» Assignment 1: In the passage on U.S. Treasury borrowing, what share of the total outstanding stock of debt have Treasury bills generally made up?
» Assignment 2: Summarize the passage on U.S. Treasury borrowing in two sentences.

» Text under study:
----

The Biden administration’s profligate spending—driving unprecedented trillion-dollar deficits during a full-employment, peacetime economy—has naturally required an increase in borrowing. But the size of Treasury issuance is only one aspect of U.S. borrowing.
The way the U.S. borrows is equally important to market assessments of American financial credibility. Traditionally, the U.S.
funds itself mostly with medium-term notes and long-term bonds. The Treasury Department generally refrains from trying to time the market and has instead sought to issue notes and bonds with a stable and predictable rhythm. This approach helps provide orderly benchmark interest rates and lets markets plan for absorbing the significant interest-rate risk that comes with longer-term Treasury securities.
This reinforces market stability. Short-term debt in the form of Treasury bills has generally made up between 15% and 20% of the total outstanding stock of debt. During recessionary periods, the proportion of bills generally increases as the deficit increases, both because the creation of safer assets helps meet a market need and because of the desire to maintain stable and predictable note and bond issuance.
That’s why bills went from approximately 15% of outstanding debt in February 2020 to 25% by May 2020. The government was trying to fund its Covid response during a downturn. As the economy recovered, debt management returned to traditional practice, with bills falling to less than 20% of outstanding debt by July 2021, even amid the blowout spending of the American Rescue Plan.

----

» Data:
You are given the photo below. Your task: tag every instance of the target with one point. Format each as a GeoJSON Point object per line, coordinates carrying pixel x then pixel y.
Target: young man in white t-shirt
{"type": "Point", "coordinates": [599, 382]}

----

» Exercise solution 1: Between 15% and 20%.

» Exercise solution 2: The U.S. traditionally funds itself mostly with medium-term notes and long-term bonds issued on a stable and predictable schedule, while Treasury bills have generally made up 15% to 20% of outstanding debt. The bill share rises during recessions, as when it climbed from about 15% in February 2020 to 25% by May 2020 to fund the Covid response, and it fell below 20% by July 2021 as the economy recovered.